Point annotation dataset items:
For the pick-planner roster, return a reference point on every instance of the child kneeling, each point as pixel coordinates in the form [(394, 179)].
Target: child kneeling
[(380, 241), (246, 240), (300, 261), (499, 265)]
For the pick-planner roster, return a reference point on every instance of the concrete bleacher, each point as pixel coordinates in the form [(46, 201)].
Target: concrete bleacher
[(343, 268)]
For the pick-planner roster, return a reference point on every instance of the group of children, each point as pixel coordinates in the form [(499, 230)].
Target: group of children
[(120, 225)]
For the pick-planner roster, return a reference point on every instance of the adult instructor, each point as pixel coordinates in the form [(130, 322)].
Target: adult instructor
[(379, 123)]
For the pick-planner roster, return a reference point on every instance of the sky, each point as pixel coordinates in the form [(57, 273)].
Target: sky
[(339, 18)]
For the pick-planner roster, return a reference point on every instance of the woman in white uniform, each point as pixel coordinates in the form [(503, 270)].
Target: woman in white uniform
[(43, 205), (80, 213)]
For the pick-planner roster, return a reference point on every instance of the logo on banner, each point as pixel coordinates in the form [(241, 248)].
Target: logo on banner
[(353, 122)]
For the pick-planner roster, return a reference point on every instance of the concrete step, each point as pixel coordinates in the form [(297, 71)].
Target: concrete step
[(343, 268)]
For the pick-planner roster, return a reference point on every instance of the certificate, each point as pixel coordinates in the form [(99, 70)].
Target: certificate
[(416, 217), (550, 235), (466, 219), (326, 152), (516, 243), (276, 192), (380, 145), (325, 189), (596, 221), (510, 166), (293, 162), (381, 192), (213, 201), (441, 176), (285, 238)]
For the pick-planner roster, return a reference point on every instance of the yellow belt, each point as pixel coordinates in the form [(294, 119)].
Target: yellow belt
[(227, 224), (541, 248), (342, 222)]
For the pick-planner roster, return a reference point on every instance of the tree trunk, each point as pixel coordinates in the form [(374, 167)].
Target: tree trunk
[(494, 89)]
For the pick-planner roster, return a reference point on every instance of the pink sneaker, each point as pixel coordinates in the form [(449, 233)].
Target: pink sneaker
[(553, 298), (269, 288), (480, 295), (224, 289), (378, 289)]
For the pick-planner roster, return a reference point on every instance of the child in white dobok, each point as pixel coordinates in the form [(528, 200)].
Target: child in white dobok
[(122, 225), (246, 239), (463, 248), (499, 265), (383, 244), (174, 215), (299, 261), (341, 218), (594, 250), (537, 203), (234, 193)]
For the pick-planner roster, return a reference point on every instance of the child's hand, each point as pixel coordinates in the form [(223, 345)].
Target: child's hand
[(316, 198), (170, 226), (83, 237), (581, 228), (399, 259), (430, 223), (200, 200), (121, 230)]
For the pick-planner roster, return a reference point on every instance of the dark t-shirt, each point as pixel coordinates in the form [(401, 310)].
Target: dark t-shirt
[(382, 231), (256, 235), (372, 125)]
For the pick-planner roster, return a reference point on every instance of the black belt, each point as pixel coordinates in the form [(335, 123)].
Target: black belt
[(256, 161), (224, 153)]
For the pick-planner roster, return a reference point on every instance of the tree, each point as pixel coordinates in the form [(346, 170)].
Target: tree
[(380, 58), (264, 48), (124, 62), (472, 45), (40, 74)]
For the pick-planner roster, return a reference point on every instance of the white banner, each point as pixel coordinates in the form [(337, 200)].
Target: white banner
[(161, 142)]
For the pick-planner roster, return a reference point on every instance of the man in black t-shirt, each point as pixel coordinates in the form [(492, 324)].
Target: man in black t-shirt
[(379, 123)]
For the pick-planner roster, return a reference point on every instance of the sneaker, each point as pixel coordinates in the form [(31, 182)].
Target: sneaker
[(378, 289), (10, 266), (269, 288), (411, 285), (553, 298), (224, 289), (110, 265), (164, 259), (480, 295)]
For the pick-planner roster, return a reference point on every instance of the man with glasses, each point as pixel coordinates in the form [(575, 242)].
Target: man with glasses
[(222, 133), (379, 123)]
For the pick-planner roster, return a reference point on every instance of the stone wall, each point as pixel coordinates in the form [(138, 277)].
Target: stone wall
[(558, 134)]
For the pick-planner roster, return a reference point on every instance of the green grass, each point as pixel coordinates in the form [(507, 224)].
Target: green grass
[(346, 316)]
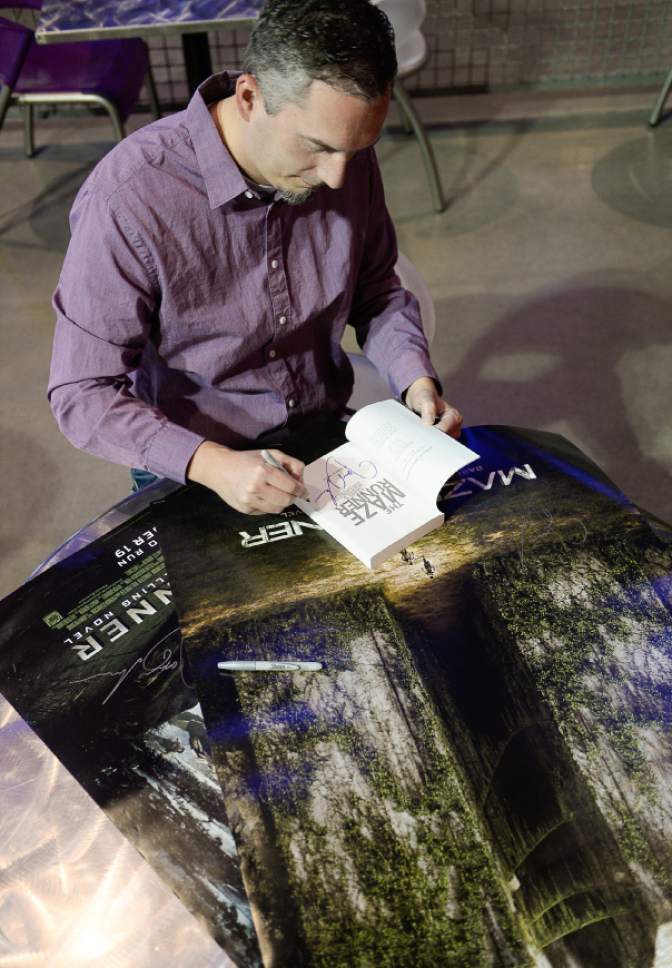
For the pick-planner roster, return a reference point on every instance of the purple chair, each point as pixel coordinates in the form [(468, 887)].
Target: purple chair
[(105, 73)]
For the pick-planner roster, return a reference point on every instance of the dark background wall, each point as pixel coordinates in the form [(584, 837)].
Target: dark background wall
[(493, 44)]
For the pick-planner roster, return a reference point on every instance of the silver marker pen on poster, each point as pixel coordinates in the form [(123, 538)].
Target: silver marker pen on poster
[(268, 666)]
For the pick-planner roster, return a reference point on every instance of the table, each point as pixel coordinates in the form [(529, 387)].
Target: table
[(64, 20)]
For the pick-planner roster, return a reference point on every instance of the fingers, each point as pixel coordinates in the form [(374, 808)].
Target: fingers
[(450, 422), (425, 405), (293, 466), (268, 489)]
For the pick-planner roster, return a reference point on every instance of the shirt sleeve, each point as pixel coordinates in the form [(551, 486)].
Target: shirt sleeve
[(386, 316), (106, 305)]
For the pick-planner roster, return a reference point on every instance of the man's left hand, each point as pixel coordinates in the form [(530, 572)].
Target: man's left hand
[(423, 398)]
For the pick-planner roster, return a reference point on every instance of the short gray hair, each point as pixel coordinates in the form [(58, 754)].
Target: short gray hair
[(349, 45)]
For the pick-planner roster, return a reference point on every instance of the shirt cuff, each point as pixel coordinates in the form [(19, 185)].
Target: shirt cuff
[(404, 372), (169, 451)]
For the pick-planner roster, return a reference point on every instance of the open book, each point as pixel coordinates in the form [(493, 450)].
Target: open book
[(377, 493)]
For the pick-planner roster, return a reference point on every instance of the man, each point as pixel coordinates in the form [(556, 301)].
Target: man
[(217, 255)]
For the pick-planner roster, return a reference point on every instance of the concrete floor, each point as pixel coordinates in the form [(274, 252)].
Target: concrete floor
[(551, 271)]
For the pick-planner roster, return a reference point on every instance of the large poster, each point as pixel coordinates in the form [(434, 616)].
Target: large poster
[(480, 772), (91, 657)]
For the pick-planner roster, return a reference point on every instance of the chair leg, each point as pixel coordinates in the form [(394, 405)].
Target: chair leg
[(112, 110), (28, 130), (5, 101), (425, 147), (660, 103), (403, 117), (153, 94)]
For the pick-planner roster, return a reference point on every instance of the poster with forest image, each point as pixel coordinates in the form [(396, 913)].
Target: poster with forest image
[(480, 773)]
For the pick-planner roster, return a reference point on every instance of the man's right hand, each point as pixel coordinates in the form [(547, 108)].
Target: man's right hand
[(244, 480)]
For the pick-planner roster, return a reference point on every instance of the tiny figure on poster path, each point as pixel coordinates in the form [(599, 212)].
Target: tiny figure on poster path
[(430, 570)]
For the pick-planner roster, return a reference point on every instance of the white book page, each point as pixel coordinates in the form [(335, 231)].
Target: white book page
[(363, 506), (396, 439)]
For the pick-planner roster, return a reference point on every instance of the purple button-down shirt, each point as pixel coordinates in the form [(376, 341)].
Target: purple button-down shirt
[(192, 307)]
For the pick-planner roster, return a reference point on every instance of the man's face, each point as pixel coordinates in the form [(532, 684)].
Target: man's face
[(307, 145)]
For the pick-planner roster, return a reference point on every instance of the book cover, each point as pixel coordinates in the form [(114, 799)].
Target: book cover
[(377, 493)]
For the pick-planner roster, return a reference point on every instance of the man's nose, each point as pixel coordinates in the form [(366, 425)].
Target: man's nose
[(332, 168)]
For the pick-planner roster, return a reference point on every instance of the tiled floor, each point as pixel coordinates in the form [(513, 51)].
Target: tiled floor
[(551, 270)]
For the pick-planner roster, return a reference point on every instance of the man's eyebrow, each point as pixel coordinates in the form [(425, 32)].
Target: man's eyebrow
[(320, 144)]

■ WHAT YOU ARE ASKED TO DO
Render everything from the line containing "form [(396, 913)]." down to the line containing "[(551, 270)]", both lines included, as a two-column CSV headed item_text and points. Give one row per item, holding its text and its answer, with each field in quotation marks and any line breaks replaced by spaces.

■ FULL OUTPUT
item_text,points
"For the pick-planner roster, return a reference point on every instance of the poster with forest image, each point as pixel coordinates in the form [(396, 913)]. Target: poster with forest image","[(480, 773)]"
"For the pick-planner roster, return a reference point on every instance of the man's right hand, each point as pixel coordinates in the form [(547, 108)]. Target: man's right hand","[(244, 480)]"
"For the pick-planner roster, return a reference point on every instance of the tiny figure on poster path, each point as pixel coordinates in the form [(599, 212)]. Target: tiny figure on poster path","[(430, 570)]"
"For the pick-planner roster, return a reference point on every instance of the white book page, each point as pixel coordinates in the form [(335, 231)]. Target: white book page","[(363, 506), (396, 439)]"
"For the pick-planner roster, return a reference point on every instance of the purple button-down shirt, each point as pixel coordinates in the form [(376, 341)]. Target: purple button-down shirt","[(192, 307)]"
"For the pick-planner roster, return a reference point on every instance of the man's face, each point as pixel coordinates in the form [(532, 684)]. Target: man's face","[(307, 145)]"
"For the pick-planner roster, return a reference point on every instance of the book cover, each point as pixel coordinates in the form [(114, 799)]. Target: book cover","[(377, 493)]"
"For the pick-planner roster, return a reference point on every instance of the man's nose, each point as pixel coordinates in the form [(366, 425)]. Target: man's nose","[(332, 168)]"
"For the pick-planner roster, return a reference point on every instance of the tiled floor, each point as pixel coordinates in the form [(513, 51)]. Target: tiled floor","[(551, 270)]"